(Beginning of DATA FOR THIS TASK)
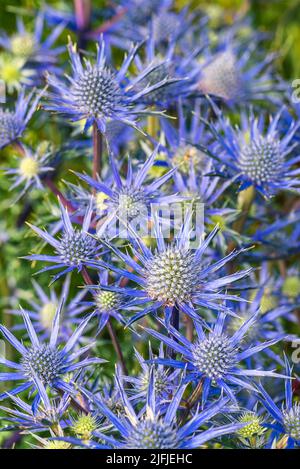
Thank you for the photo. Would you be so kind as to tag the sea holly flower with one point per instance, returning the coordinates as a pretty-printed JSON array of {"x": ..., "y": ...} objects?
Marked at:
[
  {"x": 37, "y": 55},
  {"x": 177, "y": 69},
  {"x": 231, "y": 76},
  {"x": 14, "y": 122},
  {"x": 215, "y": 357},
  {"x": 133, "y": 25},
  {"x": 43, "y": 306},
  {"x": 257, "y": 157},
  {"x": 175, "y": 275},
  {"x": 43, "y": 364},
  {"x": 150, "y": 429},
  {"x": 47, "y": 414},
  {"x": 33, "y": 166},
  {"x": 129, "y": 199},
  {"x": 286, "y": 414},
  {"x": 272, "y": 307},
  {"x": 97, "y": 93},
  {"x": 75, "y": 247},
  {"x": 107, "y": 304}
]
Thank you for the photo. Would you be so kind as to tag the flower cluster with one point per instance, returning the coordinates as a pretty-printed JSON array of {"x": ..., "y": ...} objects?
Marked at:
[{"x": 151, "y": 186}]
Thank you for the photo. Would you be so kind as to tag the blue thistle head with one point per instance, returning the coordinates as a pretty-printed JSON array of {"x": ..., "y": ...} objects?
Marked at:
[
  {"x": 97, "y": 93},
  {"x": 44, "y": 365},
  {"x": 257, "y": 155},
  {"x": 14, "y": 122},
  {"x": 74, "y": 248}
]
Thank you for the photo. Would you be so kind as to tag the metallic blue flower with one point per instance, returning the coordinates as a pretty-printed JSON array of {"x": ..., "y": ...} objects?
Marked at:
[
  {"x": 97, "y": 93},
  {"x": 14, "y": 122},
  {"x": 215, "y": 356},
  {"x": 33, "y": 167},
  {"x": 174, "y": 274},
  {"x": 286, "y": 414},
  {"x": 131, "y": 198},
  {"x": 178, "y": 70},
  {"x": 42, "y": 310},
  {"x": 75, "y": 247},
  {"x": 150, "y": 429},
  {"x": 38, "y": 55},
  {"x": 273, "y": 308},
  {"x": 258, "y": 157},
  {"x": 43, "y": 364},
  {"x": 195, "y": 176},
  {"x": 107, "y": 303},
  {"x": 22, "y": 417},
  {"x": 232, "y": 76},
  {"x": 139, "y": 14}
]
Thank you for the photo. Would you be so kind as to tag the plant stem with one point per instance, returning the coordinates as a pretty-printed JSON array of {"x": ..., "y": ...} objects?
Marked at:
[
  {"x": 192, "y": 400},
  {"x": 110, "y": 328},
  {"x": 97, "y": 151},
  {"x": 246, "y": 199},
  {"x": 174, "y": 321},
  {"x": 97, "y": 166}
]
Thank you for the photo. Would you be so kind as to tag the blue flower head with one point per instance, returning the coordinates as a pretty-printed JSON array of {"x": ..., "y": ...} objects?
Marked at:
[
  {"x": 215, "y": 356},
  {"x": 131, "y": 198},
  {"x": 43, "y": 306},
  {"x": 151, "y": 429},
  {"x": 33, "y": 167},
  {"x": 14, "y": 122},
  {"x": 258, "y": 157},
  {"x": 97, "y": 93},
  {"x": 43, "y": 364},
  {"x": 175, "y": 275},
  {"x": 75, "y": 247},
  {"x": 48, "y": 413},
  {"x": 230, "y": 74}
]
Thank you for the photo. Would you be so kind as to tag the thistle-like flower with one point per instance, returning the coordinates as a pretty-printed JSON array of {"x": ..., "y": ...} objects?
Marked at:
[
  {"x": 97, "y": 93},
  {"x": 150, "y": 429},
  {"x": 257, "y": 157},
  {"x": 21, "y": 415},
  {"x": 33, "y": 166},
  {"x": 215, "y": 357},
  {"x": 106, "y": 302},
  {"x": 75, "y": 247},
  {"x": 130, "y": 199},
  {"x": 174, "y": 274},
  {"x": 14, "y": 122},
  {"x": 45, "y": 365},
  {"x": 234, "y": 79},
  {"x": 43, "y": 307}
]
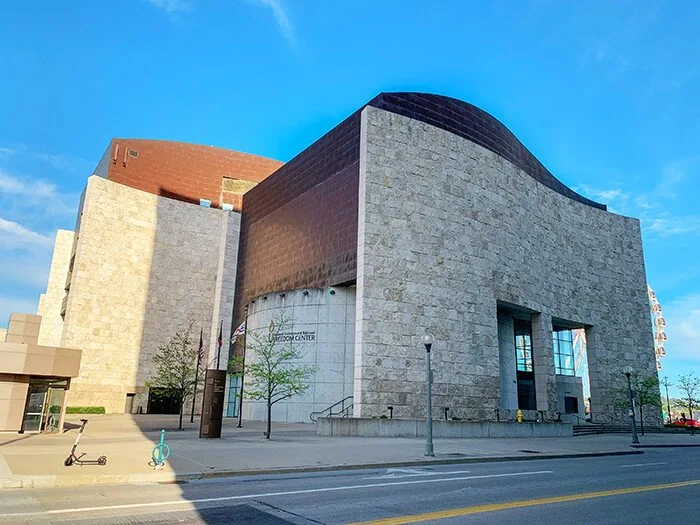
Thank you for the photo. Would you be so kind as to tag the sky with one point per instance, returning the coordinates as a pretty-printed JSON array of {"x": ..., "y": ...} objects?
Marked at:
[{"x": 605, "y": 94}]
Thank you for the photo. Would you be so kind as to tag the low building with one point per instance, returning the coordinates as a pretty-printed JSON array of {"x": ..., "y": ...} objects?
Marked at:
[{"x": 34, "y": 379}]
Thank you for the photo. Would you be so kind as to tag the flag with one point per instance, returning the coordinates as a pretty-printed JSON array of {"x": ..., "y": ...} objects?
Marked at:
[
  {"x": 239, "y": 331},
  {"x": 221, "y": 335},
  {"x": 200, "y": 353}
]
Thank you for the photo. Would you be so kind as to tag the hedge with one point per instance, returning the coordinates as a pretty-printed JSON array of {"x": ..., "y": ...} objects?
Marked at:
[{"x": 85, "y": 410}]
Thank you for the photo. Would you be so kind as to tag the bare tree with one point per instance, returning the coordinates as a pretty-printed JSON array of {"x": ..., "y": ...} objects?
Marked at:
[
  {"x": 274, "y": 373},
  {"x": 176, "y": 366},
  {"x": 689, "y": 385}
]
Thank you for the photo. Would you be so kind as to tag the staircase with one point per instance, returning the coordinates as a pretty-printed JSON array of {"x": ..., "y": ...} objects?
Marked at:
[
  {"x": 342, "y": 408},
  {"x": 604, "y": 428}
]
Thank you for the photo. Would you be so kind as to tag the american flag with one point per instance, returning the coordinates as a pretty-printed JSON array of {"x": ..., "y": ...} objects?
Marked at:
[{"x": 200, "y": 354}]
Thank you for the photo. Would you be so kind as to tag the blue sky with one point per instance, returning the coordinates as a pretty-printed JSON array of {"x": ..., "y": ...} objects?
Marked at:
[{"x": 606, "y": 96}]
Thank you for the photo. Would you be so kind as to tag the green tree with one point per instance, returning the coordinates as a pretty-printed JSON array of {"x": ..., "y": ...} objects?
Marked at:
[
  {"x": 273, "y": 372},
  {"x": 176, "y": 368},
  {"x": 646, "y": 393},
  {"x": 689, "y": 385}
]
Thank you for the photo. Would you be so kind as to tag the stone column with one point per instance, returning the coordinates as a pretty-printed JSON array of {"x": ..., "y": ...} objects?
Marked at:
[{"x": 543, "y": 364}]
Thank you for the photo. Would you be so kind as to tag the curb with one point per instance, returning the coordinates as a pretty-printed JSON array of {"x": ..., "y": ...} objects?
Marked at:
[
  {"x": 680, "y": 445},
  {"x": 35, "y": 482}
]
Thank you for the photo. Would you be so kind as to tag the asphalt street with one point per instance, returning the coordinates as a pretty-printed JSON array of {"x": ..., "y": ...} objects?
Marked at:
[{"x": 659, "y": 486}]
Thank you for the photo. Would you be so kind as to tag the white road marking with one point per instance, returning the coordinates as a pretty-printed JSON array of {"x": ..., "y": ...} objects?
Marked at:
[
  {"x": 267, "y": 494},
  {"x": 410, "y": 473},
  {"x": 644, "y": 464}
]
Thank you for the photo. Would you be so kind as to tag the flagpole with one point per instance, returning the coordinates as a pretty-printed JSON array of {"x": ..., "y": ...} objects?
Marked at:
[
  {"x": 196, "y": 374},
  {"x": 219, "y": 342},
  {"x": 240, "y": 398}
]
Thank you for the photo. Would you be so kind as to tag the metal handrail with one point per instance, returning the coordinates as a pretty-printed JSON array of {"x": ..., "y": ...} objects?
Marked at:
[{"x": 344, "y": 409}]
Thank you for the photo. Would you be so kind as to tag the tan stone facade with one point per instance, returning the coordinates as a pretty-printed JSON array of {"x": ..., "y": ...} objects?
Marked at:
[
  {"x": 144, "y": 268},
  {"x": 24, "y": 366},
  {"x": 51, "y": 329}
]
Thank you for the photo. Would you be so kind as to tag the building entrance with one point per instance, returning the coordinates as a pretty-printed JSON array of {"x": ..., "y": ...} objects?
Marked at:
[{"x": 42, "y": 411}]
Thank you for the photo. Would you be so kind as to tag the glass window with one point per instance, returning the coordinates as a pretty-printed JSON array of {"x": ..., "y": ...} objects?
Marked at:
[
  {"x": 523, "y": 346},
  {"x": 564, "y": 363}
]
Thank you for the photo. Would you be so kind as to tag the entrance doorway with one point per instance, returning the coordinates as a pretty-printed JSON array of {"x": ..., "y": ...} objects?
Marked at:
[{"x": 42, "y": 412}]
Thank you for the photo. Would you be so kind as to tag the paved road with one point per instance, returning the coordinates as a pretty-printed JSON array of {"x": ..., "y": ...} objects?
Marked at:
[{"x": 660, "y": 486}]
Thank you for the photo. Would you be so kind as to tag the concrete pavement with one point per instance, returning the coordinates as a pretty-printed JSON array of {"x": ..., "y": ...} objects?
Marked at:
[{"x": 30, "y": 461}]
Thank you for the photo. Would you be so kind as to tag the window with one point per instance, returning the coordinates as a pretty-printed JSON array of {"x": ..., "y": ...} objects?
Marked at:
[
  {"x": 523, "y": 346},
  {"x": 563, "y": 351},
  {"x": 570, "y": 405},
  {"x": 524, "y": 369}
]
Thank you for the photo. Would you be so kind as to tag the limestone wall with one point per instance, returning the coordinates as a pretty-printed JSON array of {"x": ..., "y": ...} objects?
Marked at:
[
  {"x": 145, "y": 267},
  {"x": 51, "y": 330},
  {"x": 447, "y": 229},
  {"x": 328, "y": 320}
]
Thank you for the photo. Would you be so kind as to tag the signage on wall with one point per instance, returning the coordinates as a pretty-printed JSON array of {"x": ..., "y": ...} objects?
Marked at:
[{"x": 297, "y": 337}]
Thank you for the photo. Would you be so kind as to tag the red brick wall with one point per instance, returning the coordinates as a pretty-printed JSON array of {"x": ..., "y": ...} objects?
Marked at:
[{"x": 183, "y": 171}]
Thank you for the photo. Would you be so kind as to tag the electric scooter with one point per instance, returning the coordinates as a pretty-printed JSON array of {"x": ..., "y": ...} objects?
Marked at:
[{"x": 72, "y": 458}]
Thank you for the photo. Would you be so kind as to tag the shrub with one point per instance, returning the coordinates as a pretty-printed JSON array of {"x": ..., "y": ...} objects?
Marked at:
[{"x": 85, "y": 410}]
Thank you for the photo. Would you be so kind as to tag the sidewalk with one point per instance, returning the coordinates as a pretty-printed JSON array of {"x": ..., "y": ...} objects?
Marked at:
[{"x": 37, "y": 460}]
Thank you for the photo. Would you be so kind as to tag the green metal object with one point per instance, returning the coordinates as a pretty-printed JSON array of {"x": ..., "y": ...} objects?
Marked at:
[{"x": 161, "y": 451}]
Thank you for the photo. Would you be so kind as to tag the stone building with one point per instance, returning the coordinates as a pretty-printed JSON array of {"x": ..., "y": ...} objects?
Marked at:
[{"x": 418, "y": 213}]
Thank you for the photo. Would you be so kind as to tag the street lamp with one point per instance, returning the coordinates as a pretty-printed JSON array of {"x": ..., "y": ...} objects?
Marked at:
[
  {"x": 428, "y": 342},
  {"x": 628, "y": 371}
]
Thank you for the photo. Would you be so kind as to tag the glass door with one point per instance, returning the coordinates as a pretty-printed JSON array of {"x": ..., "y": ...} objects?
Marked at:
[
  {"x": 53, "y": 407},
  {"x": 34, "y": 410}
]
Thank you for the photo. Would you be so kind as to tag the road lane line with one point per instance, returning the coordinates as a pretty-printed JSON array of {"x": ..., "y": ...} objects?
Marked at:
[
  {"x": 479, "y": 509},
  {"x": 268, "y": 494},
  {"x": 644, "y": 464},
  {"x": 405, "y": 474}
]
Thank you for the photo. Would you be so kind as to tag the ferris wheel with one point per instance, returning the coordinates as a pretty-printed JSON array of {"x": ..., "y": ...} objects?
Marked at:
[{"x": 659, "y": 326}]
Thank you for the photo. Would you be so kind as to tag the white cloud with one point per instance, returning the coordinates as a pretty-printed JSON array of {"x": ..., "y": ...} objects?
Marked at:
[
  {"x": 172, "y": 6},
  {"x": 280, "y": 14},
  {"x": 36, "y": 198},
  {"x": 13, "y": 234},
  {"x": 20, "y": 305},
  {"x": 682, "y": 317}
]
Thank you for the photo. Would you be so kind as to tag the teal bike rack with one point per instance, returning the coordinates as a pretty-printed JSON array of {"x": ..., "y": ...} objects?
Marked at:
[{"x": 161, "y": 451}]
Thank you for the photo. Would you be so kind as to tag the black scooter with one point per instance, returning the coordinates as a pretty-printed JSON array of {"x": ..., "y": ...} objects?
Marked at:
[{"x": 72, "y": 458}]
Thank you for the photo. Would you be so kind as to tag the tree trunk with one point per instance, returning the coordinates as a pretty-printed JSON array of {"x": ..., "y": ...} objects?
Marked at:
[
  {"x": 269, "y": 418},
  {"x": 692, "y": 423}
]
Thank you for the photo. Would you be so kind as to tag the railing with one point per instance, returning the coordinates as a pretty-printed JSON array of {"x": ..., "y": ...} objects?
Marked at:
[{"x": 341, "y": 408}]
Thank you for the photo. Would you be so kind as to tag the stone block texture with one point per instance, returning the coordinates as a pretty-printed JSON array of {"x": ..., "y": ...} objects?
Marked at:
[
  {"x": 145, "y": 267},
  {"x": 51, "y": 329},
  {"x": 330, "y": 319},
  {"x": 447, "y": 229}
]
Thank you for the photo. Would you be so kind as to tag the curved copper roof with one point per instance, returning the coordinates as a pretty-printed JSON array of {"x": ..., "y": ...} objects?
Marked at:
[{"x": 474, "y": 124}]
(End of DATA FOR THIS TASK)
» **AIM OF THE EXERCISE**
Your answer must consist solely of the lines above between the line holding "tag the tree" and the line holding "the stone block", inclusive, copied exactly.

» **SOLUTION TO THIS EXERCISE**
Thank you for the photo. Would you be so kind as to tag the tree trunk with one point per instance, returning the coordinates as a pretty-printed JSON array of {"x": ..., "y": ...} objects?
Marked at:
[
  {"x": 269, "y": 418},
  {"x": 692, "y": 423}
]
Thank you for the photo. Would you be so kind as to tag the railing with one point per instance, returning the coordinates as a pretty-printed JSON array of {"x": ..., "y": ...} objects?
Marked at:
[{"x": 341, "y": 408}]
Thank you for the photo. Would you be so kind as to tag the stone block texture with one point per instance, returning the coordinates as a pretty-printed JSON array of {"x": ..., "y": ...} objects?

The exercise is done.